= Task =
Update the part of the entries below that opens with the line containing "Where can you spot the pink-stained" and closes with the line containing "[[1162, 726], [787, 801]]" by changing every "Where can you spot" to "Where do you see" and leaving all else unchanged. Return only those lines.

= Source data =
>> Begin

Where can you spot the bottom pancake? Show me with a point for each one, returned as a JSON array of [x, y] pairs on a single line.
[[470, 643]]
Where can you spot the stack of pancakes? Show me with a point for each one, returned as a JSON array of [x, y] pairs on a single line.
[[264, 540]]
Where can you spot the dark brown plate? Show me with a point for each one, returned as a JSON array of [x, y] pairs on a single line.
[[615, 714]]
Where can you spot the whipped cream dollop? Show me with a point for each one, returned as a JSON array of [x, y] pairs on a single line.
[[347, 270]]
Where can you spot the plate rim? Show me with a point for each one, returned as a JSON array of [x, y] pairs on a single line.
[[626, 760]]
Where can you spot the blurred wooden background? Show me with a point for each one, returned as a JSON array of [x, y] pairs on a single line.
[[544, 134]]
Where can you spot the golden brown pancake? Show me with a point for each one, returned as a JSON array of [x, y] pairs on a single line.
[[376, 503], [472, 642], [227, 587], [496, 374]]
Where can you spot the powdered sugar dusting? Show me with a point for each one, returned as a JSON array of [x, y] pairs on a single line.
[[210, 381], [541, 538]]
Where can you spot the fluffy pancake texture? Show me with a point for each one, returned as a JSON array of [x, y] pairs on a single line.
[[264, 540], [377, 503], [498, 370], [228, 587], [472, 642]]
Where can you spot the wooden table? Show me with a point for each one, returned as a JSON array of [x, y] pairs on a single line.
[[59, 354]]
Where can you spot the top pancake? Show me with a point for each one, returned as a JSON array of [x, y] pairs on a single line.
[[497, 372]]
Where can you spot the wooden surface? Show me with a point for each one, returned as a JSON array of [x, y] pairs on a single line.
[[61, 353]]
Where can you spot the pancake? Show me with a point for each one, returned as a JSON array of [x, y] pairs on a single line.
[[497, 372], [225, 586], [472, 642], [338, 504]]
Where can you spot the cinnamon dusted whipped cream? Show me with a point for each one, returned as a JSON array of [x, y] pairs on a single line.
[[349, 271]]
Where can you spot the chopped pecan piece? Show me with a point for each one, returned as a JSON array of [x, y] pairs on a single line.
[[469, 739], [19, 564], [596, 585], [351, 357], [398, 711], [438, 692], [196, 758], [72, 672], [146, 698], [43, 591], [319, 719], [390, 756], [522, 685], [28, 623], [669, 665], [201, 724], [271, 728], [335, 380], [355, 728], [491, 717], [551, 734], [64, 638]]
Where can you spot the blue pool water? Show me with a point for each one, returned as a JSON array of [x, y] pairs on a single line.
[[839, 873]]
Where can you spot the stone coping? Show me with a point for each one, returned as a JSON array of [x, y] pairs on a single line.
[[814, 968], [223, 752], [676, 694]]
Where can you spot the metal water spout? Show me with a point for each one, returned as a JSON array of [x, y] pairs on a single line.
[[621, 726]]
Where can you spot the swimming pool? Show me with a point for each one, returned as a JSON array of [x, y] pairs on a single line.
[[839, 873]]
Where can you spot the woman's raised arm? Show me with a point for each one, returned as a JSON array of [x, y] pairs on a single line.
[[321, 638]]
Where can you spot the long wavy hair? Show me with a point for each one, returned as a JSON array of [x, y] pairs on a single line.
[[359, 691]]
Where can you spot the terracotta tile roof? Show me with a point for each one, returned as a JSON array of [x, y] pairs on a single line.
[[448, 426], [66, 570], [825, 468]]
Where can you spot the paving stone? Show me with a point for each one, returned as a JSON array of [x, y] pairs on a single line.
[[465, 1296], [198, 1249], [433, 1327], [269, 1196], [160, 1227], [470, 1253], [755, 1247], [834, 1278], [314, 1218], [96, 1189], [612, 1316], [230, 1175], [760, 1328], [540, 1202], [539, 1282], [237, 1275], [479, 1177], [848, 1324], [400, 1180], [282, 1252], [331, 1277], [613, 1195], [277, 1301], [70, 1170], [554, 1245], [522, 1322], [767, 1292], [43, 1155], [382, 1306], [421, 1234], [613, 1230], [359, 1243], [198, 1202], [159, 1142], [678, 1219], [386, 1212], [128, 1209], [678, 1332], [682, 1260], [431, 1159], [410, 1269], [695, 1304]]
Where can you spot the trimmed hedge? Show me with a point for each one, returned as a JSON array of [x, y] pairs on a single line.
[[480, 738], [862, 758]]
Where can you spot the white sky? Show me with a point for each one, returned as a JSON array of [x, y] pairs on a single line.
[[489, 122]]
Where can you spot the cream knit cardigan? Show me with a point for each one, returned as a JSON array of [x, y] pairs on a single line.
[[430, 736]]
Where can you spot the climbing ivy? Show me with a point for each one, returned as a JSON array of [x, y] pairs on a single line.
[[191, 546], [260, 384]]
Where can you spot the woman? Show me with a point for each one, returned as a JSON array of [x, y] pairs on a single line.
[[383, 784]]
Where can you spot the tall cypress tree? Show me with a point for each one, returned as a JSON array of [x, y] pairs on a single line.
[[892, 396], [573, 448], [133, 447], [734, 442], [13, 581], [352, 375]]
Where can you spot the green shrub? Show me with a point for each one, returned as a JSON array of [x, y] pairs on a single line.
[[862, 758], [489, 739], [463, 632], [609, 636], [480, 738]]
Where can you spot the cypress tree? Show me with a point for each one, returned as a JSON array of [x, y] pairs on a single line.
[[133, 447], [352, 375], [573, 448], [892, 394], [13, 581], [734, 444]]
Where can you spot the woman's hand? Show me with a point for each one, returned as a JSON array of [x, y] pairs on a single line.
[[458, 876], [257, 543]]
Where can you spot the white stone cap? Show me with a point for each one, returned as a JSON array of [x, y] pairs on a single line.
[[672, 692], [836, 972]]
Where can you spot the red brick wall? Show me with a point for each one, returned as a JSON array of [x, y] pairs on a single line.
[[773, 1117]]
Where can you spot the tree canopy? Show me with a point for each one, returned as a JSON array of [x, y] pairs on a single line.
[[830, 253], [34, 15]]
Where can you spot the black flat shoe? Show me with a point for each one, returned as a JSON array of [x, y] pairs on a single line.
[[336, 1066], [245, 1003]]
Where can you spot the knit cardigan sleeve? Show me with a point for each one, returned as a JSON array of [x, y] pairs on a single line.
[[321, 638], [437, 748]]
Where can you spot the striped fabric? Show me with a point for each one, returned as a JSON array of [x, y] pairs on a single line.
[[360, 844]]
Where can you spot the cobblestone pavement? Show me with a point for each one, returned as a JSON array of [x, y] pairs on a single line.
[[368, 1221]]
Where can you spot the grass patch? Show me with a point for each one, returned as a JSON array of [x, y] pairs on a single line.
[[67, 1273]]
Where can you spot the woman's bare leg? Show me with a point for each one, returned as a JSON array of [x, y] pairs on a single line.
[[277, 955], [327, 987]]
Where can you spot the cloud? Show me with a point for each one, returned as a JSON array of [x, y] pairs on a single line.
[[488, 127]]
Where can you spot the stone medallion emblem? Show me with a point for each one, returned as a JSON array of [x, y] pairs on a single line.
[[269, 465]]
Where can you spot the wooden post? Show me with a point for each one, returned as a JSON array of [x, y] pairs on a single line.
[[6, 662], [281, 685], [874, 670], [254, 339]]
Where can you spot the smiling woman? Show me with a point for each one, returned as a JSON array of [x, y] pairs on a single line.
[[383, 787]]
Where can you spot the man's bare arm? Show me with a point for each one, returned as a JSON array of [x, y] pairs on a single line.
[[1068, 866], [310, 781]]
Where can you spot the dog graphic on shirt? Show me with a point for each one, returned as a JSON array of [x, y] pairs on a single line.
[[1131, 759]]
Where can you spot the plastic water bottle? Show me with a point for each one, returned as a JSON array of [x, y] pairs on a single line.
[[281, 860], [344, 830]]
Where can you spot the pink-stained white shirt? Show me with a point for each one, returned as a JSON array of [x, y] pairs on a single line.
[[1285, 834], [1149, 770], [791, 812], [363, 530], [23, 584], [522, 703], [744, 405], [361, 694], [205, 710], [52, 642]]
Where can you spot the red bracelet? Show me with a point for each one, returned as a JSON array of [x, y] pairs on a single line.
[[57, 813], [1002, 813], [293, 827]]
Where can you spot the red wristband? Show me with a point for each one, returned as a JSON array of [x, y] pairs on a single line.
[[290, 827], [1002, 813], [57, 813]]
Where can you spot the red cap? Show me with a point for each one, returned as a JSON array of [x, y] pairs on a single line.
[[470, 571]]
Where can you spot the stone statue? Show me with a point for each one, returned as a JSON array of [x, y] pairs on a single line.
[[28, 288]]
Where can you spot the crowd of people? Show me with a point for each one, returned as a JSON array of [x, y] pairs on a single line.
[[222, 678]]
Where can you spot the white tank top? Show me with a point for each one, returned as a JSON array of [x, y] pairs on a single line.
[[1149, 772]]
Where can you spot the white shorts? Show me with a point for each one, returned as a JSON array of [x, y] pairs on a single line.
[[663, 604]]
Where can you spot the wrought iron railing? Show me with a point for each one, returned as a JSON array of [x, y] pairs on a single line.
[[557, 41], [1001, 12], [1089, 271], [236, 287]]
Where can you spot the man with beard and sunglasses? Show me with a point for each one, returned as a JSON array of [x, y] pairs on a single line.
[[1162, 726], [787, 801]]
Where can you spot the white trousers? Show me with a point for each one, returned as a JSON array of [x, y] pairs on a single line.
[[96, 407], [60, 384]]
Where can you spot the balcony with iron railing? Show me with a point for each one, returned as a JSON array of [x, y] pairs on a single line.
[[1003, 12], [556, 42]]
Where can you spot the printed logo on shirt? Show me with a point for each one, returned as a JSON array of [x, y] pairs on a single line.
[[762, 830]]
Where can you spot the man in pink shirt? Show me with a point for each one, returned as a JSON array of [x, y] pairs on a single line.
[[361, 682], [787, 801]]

>> End

= Problem solution =
Where do you see the pink-stained white shirt? Show me with a point for each one, returned as a JSON array of [x, y] pairs on a single line.
[[1285, 834], [1149, 770], [791, 812], [363, 530], [23, 584], [522, 703], [744, 405], [361, 694], [205, 710], [52, 642]]
Where do you see the red bracelet? Show me with a point for each one, returned as a JSON array of [x, y] pairs on a single line.
[[57, 813], [1002, 813], [293, 827]]
Where do you see the red wristband? Show me with a point for each one, returned as a JSON array of [x, y] pairs on a single line.
[[290, 827], [1002, 813], [57, 813]]
Where do you see the red cap? Show me with a point for each one, returned as a JSON array of [x, y] pairs on a single line.
[[470, 571]]
Where do you see the stone statue? Show me with a point for each one, returned as a JSON array of [x, y] pairs on a single line.
[[28, 288]]
Where do you see the crowd of people? Show me with a point for each one, returned as a JSON array of [x, y] pairs on a single line.
[[222, 678]]
Where do you see the white tank top? Show me with a point for each one, returned as a JSON array of [x, y] pairs on a single line.
[[1149, 772]]
Where do you see the white shorts? Show me with a point for each one, returned as a JSON array of [x, y] pairs on a single line.
[[663, 604]]
Where do you see the wrought iron railing? Show me with a point for each one, returned as a JSON array of [x, y] pairs on a single line.
[[557, 41], [1001, 12], [1089, 271], [236, 287]]
Where do you see the man with beard and sunglasses? Show me with a point for each one, returned as a JSON array of [x, y] pairs on a single line.
[[1162, 726], [787, 801]]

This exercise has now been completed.